_Task item A_:
From the Discussion of the text on fasting before myocardial infarction below, list every substance whose levels in the left ventricle increased after 48 h of fasting alone.
_Task item B_:
Transcribe a passage of the text on fasting before myocardial infarction below, starting with "The key finding" and going on through "levels, in the LV.".

_Document text_:
+ + +
Figure 3. Levels of CINC-2α/β, IL-1β, and IL-6 in the left ventricle before infarction. The following groups were studied: Fed ad libitum (Fed) and 48 h fasted (Fasted). Values are expressed as mean ± SEM of six animals per group. ^*P < 0.05; ^** P < 0.01 compared with the Fed group.

After myocardial infarction

The size of the infarct, measured using echocardiography 48 h after ischemia induction, was 37% smaller in fasted/re-fed rats compared with the fed/fed group (Figure 4A). In addition, the ejection fraction was 31% higher in the fasted/re-fed compared with the fed/fed group (Figure 4B). Plasma CK activity was lower in the fasted/re-fed compared with the fed/fed group (Figure 5A). Similarly, the LV/heart weight ratio was decreased in the fed/fed compared with the fasted/re-fed animals (Figure 5B). The levels of CINC-2α/β, IL-1β, and IL-6 in the LV (Figures 6A-C) and the plasma FFA levels (Figure 7) were not different among the groups.

Figure 4. Infarct size and ejection fraction 48 h after infarct induction. The following groups were studied: Fed ad libitum (Fed/Fed) and 48 h fasting/re-feeding (Fasted/re-Fed). Values are expressed as mean ± SEM of at least seven animals per group. ^*P < 0.05 compared with the Fed/Fed group.

Figure 5. Creatine kinase activity in plasma and LV/heart weight ratio 48 h after infarct induction. The following groups were studied: Fed ad libitum (Fed/Fed) and 48 h fasting/re-feeding (Fasted/re-Fed). Values are expressed as mean ± SEM of at least six animals per group. ^***P < 0.001 compared with the Fed/Fed group.

Figure 6. Levels of CINC-2α/β, IL-1β, and IL-6 in the left ventricle 48 h after infarct induction. The following groups were studied: Fed ad libitum (Fed/Fed) and 48 h fasted/re-fed. Values are expressed as mean ± SEM of six animals per group.

Figure 7. Free fatty acid concentrations in plasma 48 h after infarct induction. The following groups were studied: Fed ad libitum (Fed/Fed) and 48 h Fasted/re-Fed. Values are expressed as mean ± SEM of seven animals per group.

Discussion

The key finding of this study was that fasting for 48 h prior to the induction of infarction followed by refeeding limited the extent of the infarcted area and prevented the expected systolic dysfunction partially. Additionally, fasting for 48 h per se led to an increase in the levels of ATP, glycogen, CINC-2α/β, IL-1β, and IL-6, and a reduction in the TG levels, in the LV.

Consistent with our observations, Snorek  et al. [23] demonstrated that three-day fasting effectively reduces infarct size and ventricular arrhythmias under ischemia/reperfusion. Within 24 h after coronary ligation, death by necrosis is the primary cause of cardiomyocyte loss [24]. The reduced infarct size observed here reflects the protective effect of fasting on necrosis, as suggested by the lower plasma CK activity and preservation of the LV mass after infarction.
+ + +
_Source material_:

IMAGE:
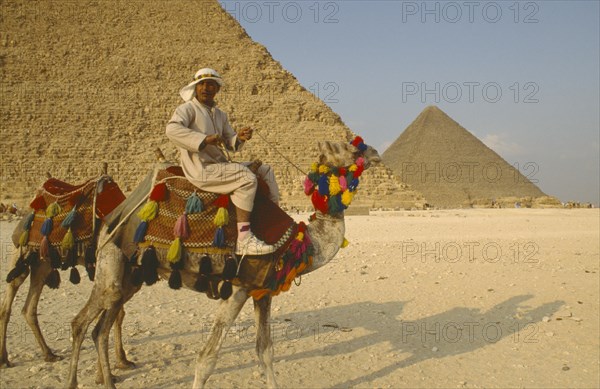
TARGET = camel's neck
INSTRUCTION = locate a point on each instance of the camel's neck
+ + +
_Result A_:
ATP
glycogen
CINC-2α/β
IL-1β
IL-6

_Result B_:
The key finding of this study was that fasting for 48 h prior to the induction of infarction followed by refeeding limited the extent of the infarcted area and prevented the expected systolic dysfunction partially. Additionally, fasting for 48 h per se led to an increase in the levels of ATP, glycogen, CINC-2α/β, IL-1β, and IL-6, and a reduction in the TG levels, in the LV.